PROVIDED DATA:
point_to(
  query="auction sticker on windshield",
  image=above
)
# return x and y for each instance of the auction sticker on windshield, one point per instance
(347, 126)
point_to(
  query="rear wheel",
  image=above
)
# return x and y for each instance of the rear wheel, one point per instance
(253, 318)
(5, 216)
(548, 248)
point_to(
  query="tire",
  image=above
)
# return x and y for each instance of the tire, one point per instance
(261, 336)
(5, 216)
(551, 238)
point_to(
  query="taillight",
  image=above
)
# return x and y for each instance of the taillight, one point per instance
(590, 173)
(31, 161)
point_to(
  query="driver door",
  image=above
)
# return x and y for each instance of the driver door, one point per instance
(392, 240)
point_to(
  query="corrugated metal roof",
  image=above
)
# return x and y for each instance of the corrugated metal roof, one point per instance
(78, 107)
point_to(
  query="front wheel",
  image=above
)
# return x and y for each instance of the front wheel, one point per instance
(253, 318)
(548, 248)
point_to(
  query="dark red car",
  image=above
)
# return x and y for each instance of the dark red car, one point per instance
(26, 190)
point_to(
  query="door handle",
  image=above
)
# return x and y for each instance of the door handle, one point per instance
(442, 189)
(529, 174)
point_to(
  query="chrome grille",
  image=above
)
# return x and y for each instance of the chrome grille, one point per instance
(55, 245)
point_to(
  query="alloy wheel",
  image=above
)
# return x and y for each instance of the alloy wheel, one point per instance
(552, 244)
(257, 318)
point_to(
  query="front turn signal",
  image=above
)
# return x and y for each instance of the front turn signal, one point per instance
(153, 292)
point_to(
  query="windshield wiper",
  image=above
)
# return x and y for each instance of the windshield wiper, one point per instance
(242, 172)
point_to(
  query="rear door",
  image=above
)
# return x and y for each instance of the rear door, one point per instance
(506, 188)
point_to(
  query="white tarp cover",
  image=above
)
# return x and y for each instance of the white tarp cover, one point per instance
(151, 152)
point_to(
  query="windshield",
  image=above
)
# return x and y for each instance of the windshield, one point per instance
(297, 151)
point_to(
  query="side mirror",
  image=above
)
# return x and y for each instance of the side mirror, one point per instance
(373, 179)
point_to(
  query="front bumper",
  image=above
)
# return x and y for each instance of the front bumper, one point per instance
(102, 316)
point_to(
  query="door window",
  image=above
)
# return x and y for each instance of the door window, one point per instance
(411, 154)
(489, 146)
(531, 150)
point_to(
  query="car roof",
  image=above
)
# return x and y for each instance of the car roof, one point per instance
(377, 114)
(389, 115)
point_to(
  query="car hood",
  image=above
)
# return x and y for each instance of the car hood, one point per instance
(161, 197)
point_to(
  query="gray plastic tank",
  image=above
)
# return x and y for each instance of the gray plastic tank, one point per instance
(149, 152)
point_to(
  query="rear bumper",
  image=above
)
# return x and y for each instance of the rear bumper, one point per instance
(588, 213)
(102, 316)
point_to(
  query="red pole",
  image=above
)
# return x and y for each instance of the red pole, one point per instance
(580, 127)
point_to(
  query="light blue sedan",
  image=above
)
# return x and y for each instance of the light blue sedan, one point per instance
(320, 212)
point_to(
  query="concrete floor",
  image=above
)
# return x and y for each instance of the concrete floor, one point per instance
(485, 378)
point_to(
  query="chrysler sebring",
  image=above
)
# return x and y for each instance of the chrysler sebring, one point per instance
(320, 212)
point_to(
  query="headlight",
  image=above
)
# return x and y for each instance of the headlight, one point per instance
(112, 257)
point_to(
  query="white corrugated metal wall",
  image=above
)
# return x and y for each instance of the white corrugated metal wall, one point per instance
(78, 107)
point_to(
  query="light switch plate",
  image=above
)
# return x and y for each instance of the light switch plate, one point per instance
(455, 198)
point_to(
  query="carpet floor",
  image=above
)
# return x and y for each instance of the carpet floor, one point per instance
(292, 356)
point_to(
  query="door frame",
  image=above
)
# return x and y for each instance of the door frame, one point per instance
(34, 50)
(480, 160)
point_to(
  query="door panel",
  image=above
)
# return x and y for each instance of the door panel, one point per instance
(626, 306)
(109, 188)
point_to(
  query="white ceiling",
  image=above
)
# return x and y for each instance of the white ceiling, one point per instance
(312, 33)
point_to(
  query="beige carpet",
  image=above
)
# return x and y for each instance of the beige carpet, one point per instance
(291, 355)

EXERCISE OBJECTIVE: From the first line down to the last, give the records again exactly.

ANSWER TO THIS EXERCISE:
point_to(
  query="auction sticker on windshield",
  image=above
)
# return x and y for each instance of the auction sticker on windshield, one point per instance
(347, 126)
point_to(
  query="rear wheel",
  image=above
)
# return x and y for each instance of the rear wheel, one point per instance
(253, 318)
(5, 216)
(548, 248)
point_to(
  query="tire",
  image=above
)
# return x and y for each instance of the tire, one point per instance
(261, 336)
(5, 216)
(551, 238)
point_to(
  query="taillight",
  image=above
)
# return x and y for each instance of the taillight, one point per instance
(590, 173)
(31, 161)
point_to(
  query="driver door",
  image=above
)
# return x and y for each instance of the driver door, one point per instance
(392, 240)
point_to(
  query="corrugated metal roof",
  image=above
)
# return x and y for each instance of the corrugated metal roof, one point per instance
(78, 107)
point_to(
  query="front wheel",
  image=above
)
# return x and y for each instance of the front wheel, one point per instance
(253, 318)
(548, 248)
point_to(
  query="dark red car",
  image=above
)
# return x and y for each instance of the dark red car, one point per instance
(26, 190)
point_to(
  query="door handle",
  image=above
)
# return x and y for each instance of the door handle, one point per instance
(442, 189)
(529, 174)
point_to(
  query="chrome grille",
  image=above
)
# return x and y for each instance of the chrome grille, one point per instance
(55, 245)
point_to(
  query="alloy wheel",
  image=above
)
# return x and y for each instance of the alloy wheel, one point per instance
(552, 244)
(257, 318)
point_to(
  query="front turn signal",
  image=above
)
# return x and y for each instance of the front turn signal, one point per instance
(153, 292)
point_to(
  query="windshield wiper",
  image=above
)
# return x and y for each instance of the windshield wiper, one point per instance
(242, 172)
point_to(
  query="rear door",
  image=above
)
# return x and y for each instance of the rear door, one point per instance
(506, 188)
point_to(
  query="white tarp cover",
  image=above
)
# return x and y for each instance of the white tarp cover, one point per instance
(151, 152)
point_to(
  query="windshield",
  image=above
)
# return x and y for each instance of the windshield, one point per instance
(297, 151)
point_to(
  query="side mirror",
  image=above
)
# return x and y for each instance of the side mirror, one point per instance
(373, 179)
point_to(
  query="front bumper",
  image=above
)
# return x and y for each instance of the front bumper, one point per instance
(102, 316)
point_to(
  query="door window",
  image=above
)
# return x and y for each instance of the door window, one point per instance
(411, 154)
(489, 146)
(531, 150)
point_to(
  query="car roof",
  image=above
)
# return x and y for each instance of the car roof, one point per instance
(377, 114)
(389, 115)
point_to(
  query="car hood",
  image=above
)
# return x and y for each instance of the car hood, one point per instance
(161, 197)
point_to(
  query="gray plastic tank",
  image=above
)
# return x and y for each instance of the gray plastic tank, one point per instance
(149, 152)
point_to(
  query="rear bumper",
  image=above
)
# return x and y for each instance of the rear bumper, one point per instance
(588, 213)
(102, 316)
point_to(
  query="red pole",
  image=above
)
# return x and y for each instance of the red pole, one point per instance
(580, 127)
point_to(
  query="light blue sedan",
  image=above
)
# return x and y for each instance of the light blue sedan, one point per instance
(320, 212)
point_to(
  query="concrete floor",
  image=above
)
# return x and y for each instance of the concrete floor, one point per instance
(485, 378)
point_to(
  query="chrysler sebring",
  image=above
)
# return x and y for each instance of the chrysler sebring, one point per instance
(320, 212)
point_to(
  query="headlight",
  image=above
)
# return x and y for each instance of the headlight, one point per instance
(112, 257)
point_to(
  query="white corrugated metal wall",
  image=above
)
# return x and y for each instance of the white corrugated metal wall, one point per instance
(78, 107)
point_to(
  query="light switch plate",
  image=above
)
# return x and y for each instance of the light switch plate, one point per instance
(455, 198)
point_to(
  query="carpet floor",
  image=above
)
# return x and y for each instance of the carpet floor, one point per instance
(292, 356)
point_to(
  query="door frame",
  image=above
)
# return x and y for each instance of the door frame, one point per instance
(34, 50)
(480, 160)
point_to(
  query="door panel",
  image=above
)
# return x and y for each instance of the door panel, one point per instance
(626, 306)
(109, 188)
point_to(
  query="white ceiling",
  image=above
)
# return x and y for each instance of the white ceiling, one point per instance
(312, 33)
point_to(
  query="beige carpet",
  image=above
)
# return x and y for each instance of the beige carpet, one point per instance
(291, 355)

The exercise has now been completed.